OBJECTIVES
1 – In the forum thread about driving from the Dun Laoghaire ferry to Galway, how long should one allow for the drive from Dun Laoghaire to Galway?
2 – Extend the forum thread about driving from the Dun Laoghaire ferry to Galway, beginning right after its final heading.

PROVIDED TEXT
--------------------------------------------------
# Timing for Dun L ferry to Galway please



## 88741 (May 9, 2005)

I have just come up with the brill idea to go at last to Ireland next year.
Am thinking Galway and Mayo are the areas I would like to see this trip, as the walking and sea coast looks like my kind of country. I would appreciate a rough idea of how long it will take me to drive across to them. I know I should probably stop off en route :lol: but I would like to explore these 2 areas well.

NB Had to put Dun L ferry as cannot remember how to spell them  please forgive me all natives :lol:


----------



## IrishHomer (May 30, 2006)

Hi Helen,

From Dun Laoghaire(pronounced Doon Leera or Dun Leery - our own can't agree!) to Galway - you need to allow at least 3 - 4 hours depending on the traffic on the hated M50. Mostly motorway(M4) for half the journey. when you get to Galway, you could tour on out into Connemara and up into Mayo. Try to see Roundstone, Leenane and Westport. From Mayo back to Dublin, allow 5 hours and more to get out to Dun Laoghaire. Hope you have a great time over here. More members on here will have better information.

Irishhomer


----------



## tincan (Jul 31, 2006)

Helen, would have to agree with IH but would add Achill Island to the list, Keem Bay is as near paradise as you will find, just try to make it on a good day. There is also a fantastic Irish Heritage Museum in Castlebar which is worth a visit, it depicts life in Ireland pre Celtic Tiger. If you love seafood you should try the Quay Cottage Restaurant in Westport for a real treat

Noel


----------



## DubPaul (May 10, 2005)
--------------------------------------------------
DATA

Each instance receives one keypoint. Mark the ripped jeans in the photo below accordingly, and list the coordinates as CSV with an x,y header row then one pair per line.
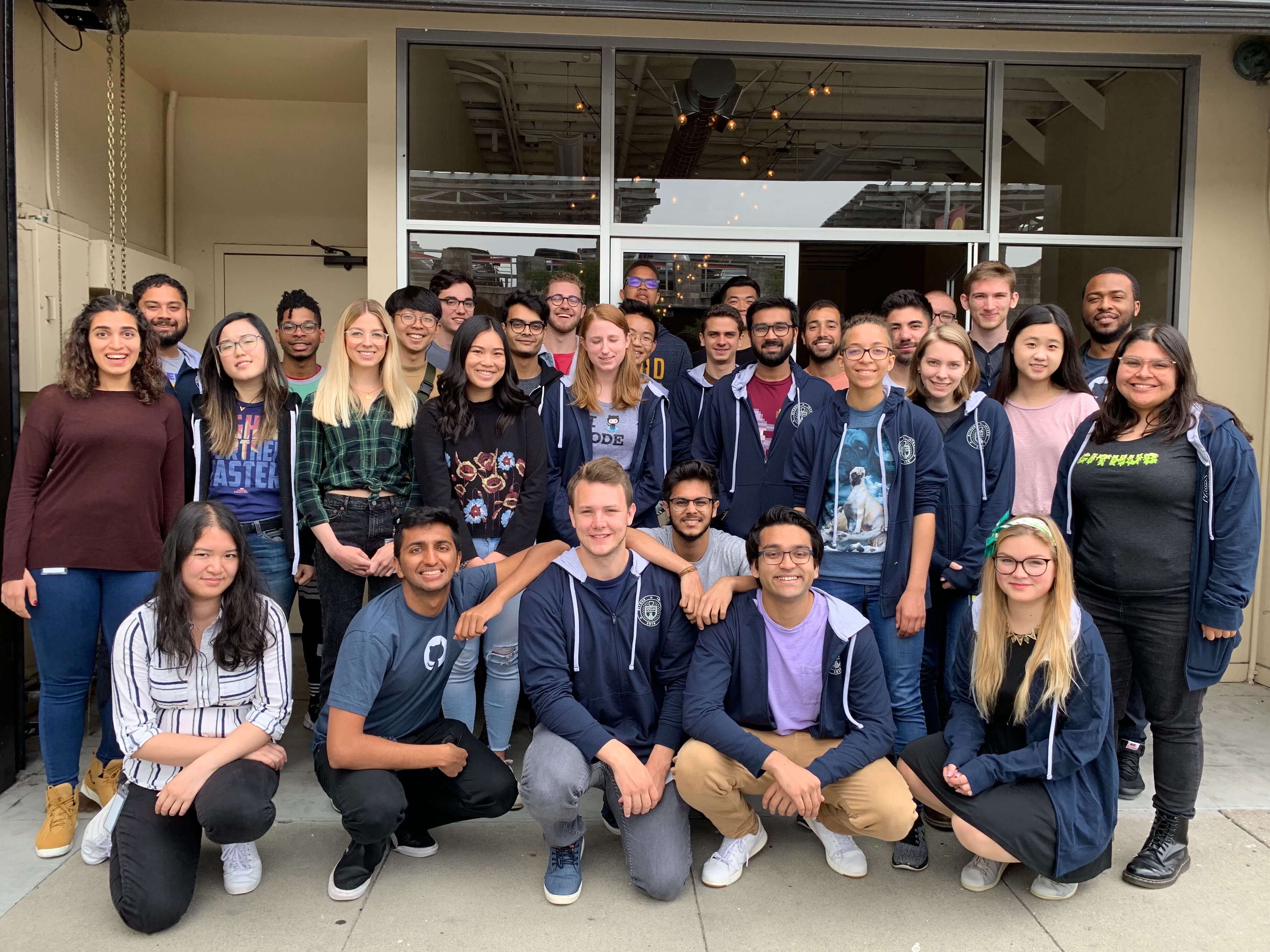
--------------------------------------------------
ANSWERS GIVEN
1 – At least 3 to 4 hours, depending on the traffic on the M50.

2 –
Let's all just called Dunlagdsjhjere "Kingstown" OK?


----------



## 96633 (Nov 3, 2005)

The West of Ireland is probably one of the most peaceful and beautiful places in the whole of the British Isles and you are hoping to visit the best part of it. The scenery in Connemara is exceptional and I am sure you will thouroughly enjoy it.



> There is also a fantastic Irish Heritage Museum in Castlebar which is worth a visit


I would however take issue with tincan on this recommendation as we visited the Museum and found it to be the biggest waste of time and money. Whilst I realise that it was attempting to depict Irish country life from long ago we were very disappointed.

Just our opinion - others probably disagree.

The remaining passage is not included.